Intel® Fortran Compiler
Build applications that can scale for the future with optimized code designed for Intel® Xeon® and compatible processors.

OpenMP and !$OMP WORKSHARE

s8ngsu3
Beginner
1,705 Views
Is the WORKSHARE construct implemented in Fortran compiler for Linux 8.1? If not, how to parallelize the Fortran constructs where there are no explicit loops, like, e.g., 'forall', 'where', 'matmul',
'dot_product' etc. ?
0 Kudos
6 Replies
Steven_L_Intel1
Employee
1,705 Views
WORKSHARE is coming in version 9.0, to be released later this year.
0 Kudos
s8ngsu3
Beginner
1,705 Views
It's nice to hear WORKSHARE is coming in a later release, but for the time being, what is the recommended way to parallelize vector operations (i.e. the ones that operate on whole arrays or array slices)?
0 Kudos
holland
Beginner
1,705 Views

I am trying to parallelize some simple Fortran-90 array-syntax code, for example, adding two arrays:

A(:,:) = B(:,:) + C(:,:)

by placing OpenMP directives around this code as:

!$OMP PARALLEL

!$OMP WORKSHARE

A(:,:) = B(:,:) + C(:,:)

Position identification records

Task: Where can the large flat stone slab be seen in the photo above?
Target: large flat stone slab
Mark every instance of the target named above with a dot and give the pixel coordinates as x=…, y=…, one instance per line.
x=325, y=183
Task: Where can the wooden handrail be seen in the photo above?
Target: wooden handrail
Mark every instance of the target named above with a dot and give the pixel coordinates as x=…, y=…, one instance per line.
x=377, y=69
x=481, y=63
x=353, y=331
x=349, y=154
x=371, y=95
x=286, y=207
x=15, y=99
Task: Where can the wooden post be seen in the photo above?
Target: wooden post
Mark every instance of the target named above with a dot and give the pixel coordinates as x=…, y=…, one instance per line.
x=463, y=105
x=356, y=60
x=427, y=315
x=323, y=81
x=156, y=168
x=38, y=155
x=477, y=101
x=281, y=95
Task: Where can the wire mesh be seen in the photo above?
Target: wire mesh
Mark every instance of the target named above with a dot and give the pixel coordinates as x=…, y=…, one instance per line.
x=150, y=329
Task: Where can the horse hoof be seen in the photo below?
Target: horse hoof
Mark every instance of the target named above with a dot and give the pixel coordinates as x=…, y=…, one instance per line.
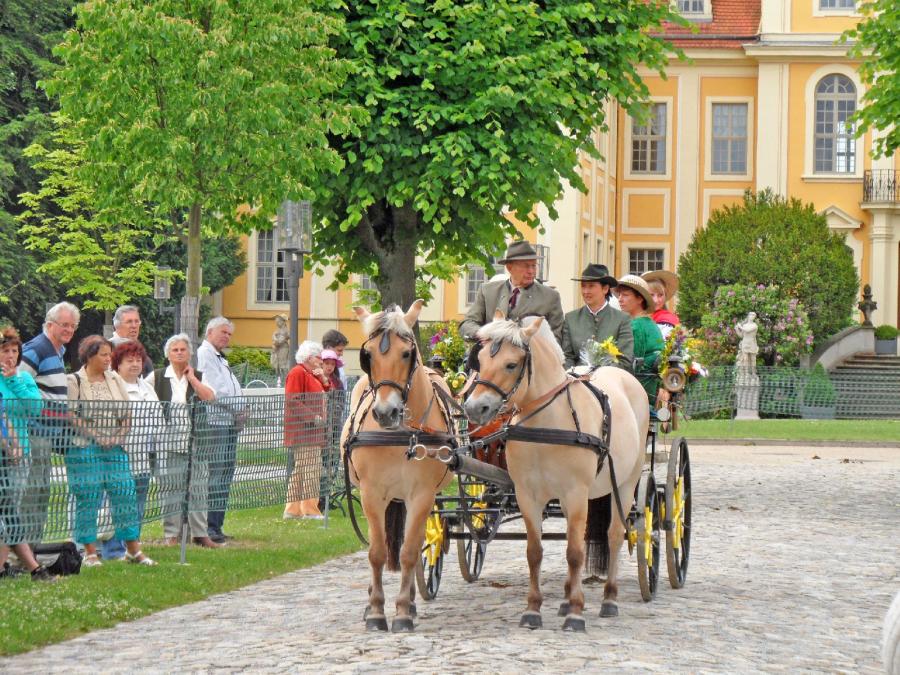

OBJECTIVES:
1/ Edit the forum thread between "OpenMP and !$OMP" and "later this year.", inclusive, so that "Beginner" is replaced by "Novice".
2/ Rewrite the lines of the records from the first one through the line containing "x=325, y=183", inclusive, as a numbered list, omitting any blank lines.
The forum thread and the records come from separate, unrelated sources.

SOLVED PROBLEMS:
1/
OpenMP and !$OMP WORKSHARE

s8ngsu3
Novice
1,705 Views
Is the WORKSHARE construct implemented in Fortran compiler for Linux 8.1? If not, how to parallelize the Fortran constructs where there are no explicit loops, like, e.g., 'forall', 'where', 'matmul',
'dot_product' etc. ?
0 Kudos
6 Replies
Steven_L_Intel1
Employee
1,705 Views
WORKSHARE is coming in version 9.0, to be released later this year.

2/
1. Task: Where can the large flat stone slab be seen in the photo above?
2. Target: large flat stone slab
3. Mark every instance of the target named above with a dot and give the pixel coordinates as x=…, y=…, one instance per line.
4. x=325, y=183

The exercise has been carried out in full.